Segmentation labeling records
+===+
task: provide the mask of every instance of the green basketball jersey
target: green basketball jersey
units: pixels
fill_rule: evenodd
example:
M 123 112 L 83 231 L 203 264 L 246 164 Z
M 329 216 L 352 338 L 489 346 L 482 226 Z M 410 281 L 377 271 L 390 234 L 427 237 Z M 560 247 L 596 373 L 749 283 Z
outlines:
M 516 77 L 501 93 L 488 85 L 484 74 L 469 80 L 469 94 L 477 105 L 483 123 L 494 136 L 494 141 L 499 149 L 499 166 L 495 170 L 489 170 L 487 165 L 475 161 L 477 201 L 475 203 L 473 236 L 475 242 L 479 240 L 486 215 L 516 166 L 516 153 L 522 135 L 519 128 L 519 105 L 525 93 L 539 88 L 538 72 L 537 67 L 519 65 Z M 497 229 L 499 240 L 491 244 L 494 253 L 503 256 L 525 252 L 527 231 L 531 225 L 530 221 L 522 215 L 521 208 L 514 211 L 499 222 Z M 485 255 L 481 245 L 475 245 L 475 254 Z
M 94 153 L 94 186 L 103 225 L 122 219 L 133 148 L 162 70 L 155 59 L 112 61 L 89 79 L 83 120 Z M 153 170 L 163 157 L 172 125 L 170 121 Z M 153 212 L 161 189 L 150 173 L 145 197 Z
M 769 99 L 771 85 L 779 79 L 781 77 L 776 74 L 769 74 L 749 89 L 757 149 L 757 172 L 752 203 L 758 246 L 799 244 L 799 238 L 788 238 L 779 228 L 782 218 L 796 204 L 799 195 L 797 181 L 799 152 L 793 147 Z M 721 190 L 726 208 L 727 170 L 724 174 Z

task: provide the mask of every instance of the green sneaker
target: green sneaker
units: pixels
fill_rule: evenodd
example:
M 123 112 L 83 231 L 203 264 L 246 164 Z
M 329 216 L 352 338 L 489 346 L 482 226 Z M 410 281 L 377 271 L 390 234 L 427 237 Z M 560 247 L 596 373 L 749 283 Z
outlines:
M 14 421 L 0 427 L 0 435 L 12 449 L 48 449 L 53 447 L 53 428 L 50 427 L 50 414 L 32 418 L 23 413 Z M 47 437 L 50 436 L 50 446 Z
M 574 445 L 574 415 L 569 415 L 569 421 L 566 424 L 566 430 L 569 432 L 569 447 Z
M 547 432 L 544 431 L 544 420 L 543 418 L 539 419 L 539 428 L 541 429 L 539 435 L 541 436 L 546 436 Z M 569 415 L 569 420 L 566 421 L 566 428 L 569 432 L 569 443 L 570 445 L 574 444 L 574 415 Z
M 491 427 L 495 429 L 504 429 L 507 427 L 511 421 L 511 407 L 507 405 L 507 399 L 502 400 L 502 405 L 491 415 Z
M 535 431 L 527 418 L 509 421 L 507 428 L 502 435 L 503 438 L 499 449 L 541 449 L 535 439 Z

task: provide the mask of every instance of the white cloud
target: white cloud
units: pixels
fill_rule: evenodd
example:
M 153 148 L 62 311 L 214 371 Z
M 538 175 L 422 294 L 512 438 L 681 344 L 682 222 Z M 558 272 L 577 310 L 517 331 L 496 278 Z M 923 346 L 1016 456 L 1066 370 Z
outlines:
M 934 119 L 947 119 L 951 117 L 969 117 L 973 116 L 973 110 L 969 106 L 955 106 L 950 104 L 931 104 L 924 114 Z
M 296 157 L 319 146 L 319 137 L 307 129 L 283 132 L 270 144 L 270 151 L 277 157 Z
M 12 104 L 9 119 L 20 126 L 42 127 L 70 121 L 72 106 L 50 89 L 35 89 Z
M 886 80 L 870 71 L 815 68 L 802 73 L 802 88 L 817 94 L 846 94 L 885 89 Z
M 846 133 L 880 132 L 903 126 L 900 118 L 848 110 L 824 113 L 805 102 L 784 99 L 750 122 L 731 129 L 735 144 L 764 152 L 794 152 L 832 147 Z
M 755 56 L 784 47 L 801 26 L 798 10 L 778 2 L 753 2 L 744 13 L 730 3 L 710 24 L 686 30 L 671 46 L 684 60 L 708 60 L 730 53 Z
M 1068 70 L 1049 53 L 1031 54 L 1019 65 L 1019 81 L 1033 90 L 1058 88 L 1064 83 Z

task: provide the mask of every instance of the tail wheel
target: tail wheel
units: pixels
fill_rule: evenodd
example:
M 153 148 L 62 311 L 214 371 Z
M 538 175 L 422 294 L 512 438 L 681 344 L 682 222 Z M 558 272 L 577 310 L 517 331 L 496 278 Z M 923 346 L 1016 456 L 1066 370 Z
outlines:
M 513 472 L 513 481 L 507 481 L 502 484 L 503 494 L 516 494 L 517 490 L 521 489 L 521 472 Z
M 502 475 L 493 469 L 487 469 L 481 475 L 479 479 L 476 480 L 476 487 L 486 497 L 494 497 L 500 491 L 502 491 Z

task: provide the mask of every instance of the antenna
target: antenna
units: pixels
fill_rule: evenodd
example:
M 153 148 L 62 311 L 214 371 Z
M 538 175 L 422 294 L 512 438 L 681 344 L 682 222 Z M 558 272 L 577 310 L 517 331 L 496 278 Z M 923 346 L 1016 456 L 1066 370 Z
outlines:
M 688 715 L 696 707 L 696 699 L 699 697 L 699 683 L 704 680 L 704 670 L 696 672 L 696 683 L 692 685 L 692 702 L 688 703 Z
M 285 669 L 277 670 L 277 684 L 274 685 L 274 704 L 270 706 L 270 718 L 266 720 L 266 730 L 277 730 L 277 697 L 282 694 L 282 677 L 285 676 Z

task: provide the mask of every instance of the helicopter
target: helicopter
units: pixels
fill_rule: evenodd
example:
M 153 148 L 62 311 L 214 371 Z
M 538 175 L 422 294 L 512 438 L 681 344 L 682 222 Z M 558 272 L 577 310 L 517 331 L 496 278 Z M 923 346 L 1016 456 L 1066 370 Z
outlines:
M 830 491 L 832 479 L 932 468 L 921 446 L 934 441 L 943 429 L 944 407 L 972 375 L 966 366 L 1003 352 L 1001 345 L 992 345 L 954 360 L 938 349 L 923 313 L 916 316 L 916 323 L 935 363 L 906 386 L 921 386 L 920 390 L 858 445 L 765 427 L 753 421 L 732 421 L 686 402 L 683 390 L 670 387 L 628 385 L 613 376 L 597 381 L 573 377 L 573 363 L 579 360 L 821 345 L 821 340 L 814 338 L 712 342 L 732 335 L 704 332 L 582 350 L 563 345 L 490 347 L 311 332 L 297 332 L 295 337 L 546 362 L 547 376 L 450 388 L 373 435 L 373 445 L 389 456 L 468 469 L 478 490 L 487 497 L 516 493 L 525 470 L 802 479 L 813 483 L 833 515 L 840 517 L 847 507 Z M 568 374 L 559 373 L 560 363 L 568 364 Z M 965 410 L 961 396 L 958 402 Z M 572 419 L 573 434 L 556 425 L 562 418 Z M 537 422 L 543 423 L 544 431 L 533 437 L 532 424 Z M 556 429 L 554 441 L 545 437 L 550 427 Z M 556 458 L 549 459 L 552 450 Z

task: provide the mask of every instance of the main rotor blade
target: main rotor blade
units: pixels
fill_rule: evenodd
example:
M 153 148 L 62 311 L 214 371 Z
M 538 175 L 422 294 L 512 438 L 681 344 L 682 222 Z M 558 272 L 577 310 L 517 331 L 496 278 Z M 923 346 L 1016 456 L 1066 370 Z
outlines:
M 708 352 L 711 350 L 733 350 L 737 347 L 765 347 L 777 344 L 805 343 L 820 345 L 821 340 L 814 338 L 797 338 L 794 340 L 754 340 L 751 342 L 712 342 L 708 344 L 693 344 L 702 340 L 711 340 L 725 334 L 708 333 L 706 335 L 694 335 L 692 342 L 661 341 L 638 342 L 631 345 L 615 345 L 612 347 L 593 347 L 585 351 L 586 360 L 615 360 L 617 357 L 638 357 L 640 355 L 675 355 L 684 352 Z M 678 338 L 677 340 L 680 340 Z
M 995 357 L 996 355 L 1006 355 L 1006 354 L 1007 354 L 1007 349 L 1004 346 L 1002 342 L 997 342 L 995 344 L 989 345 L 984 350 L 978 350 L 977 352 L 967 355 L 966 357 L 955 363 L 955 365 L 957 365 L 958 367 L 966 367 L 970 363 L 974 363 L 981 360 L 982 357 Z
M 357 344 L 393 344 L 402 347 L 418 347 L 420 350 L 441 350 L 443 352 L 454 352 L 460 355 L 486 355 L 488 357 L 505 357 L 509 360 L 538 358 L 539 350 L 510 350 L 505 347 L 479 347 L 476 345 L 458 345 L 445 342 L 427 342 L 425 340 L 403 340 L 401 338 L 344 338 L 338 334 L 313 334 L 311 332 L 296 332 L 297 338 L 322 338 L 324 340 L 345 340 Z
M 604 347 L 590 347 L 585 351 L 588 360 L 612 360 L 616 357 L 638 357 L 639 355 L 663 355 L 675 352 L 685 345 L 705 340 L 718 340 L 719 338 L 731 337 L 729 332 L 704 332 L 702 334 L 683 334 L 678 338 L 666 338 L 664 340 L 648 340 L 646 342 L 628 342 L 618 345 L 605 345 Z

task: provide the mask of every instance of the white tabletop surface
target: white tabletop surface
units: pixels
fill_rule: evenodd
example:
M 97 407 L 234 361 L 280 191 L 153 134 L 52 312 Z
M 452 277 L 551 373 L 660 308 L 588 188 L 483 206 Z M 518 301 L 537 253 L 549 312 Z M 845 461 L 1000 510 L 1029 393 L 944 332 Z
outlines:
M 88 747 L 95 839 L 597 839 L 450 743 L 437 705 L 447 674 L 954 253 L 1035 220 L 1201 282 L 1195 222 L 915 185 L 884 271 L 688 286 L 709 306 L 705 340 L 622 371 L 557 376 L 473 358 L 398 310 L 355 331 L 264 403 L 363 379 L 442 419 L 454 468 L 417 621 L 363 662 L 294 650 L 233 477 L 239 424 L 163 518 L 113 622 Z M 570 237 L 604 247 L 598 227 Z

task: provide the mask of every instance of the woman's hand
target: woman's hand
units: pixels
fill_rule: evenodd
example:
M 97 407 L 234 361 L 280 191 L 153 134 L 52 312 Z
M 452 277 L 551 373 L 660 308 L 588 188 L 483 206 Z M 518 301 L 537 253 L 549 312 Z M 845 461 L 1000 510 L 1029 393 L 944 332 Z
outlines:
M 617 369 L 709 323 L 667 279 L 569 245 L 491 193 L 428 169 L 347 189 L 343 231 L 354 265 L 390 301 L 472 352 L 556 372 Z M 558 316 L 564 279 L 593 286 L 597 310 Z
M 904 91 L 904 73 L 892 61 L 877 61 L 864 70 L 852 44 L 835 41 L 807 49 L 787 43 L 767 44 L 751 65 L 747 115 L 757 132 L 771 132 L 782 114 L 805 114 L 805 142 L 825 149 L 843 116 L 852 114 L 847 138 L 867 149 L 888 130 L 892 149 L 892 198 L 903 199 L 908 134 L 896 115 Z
+===+
The request: Can you reproduce the part of the records that opens with the line containing "task: provide the mask of every instance of the green sneaker" and closes with the line containing "M 491 427 L", changing "evenodd" to "nonzero" and leaving everything else untouched?

Output of the task:
task: provide the mask of every instance of the green sneaker
target: green sneaker
units: pixels
fill_rule: nonzero
example:
M 123 112 L 83 231 L 203 264 L 246 164 Z
M 329 216 L 352 338 L 489 346 L 482 226 Z M 410 281 L 377 271 L 390 234 L 427 237 Z M 560 247 L 596 373 L 749 283 Z
outlines:
M 14 421 L 0 427 L 0 435 L 12 449 L 48 449 L 53 447 L 53 428 L 50 427 L 50 414 L 32 418 L 23 413 Z M 47 437 L 50 436 L 50 446 Z
M 574 445 L 574 415 L 569 415 L 569 421 L 566 424 L 566 430 L 569 432 L 569 447 Z
M 547 432 L 544 431 L 544 420 L 543 418 L 539 419 L 539 428 L 541 429 L 539 435 L 541 436 L 546 436 Z M 569 415 L 569 420 L 566 421 L 566 428 L 569 432 L 569 443 L 570 445 L 574 444 L 574 415 Z
M 491 427 L 495 429 L 504 429 L 507 427 L 511 421 L 511 407 L 507 405 L 507 399 L 502 400 L 502 405 L 491 415 Z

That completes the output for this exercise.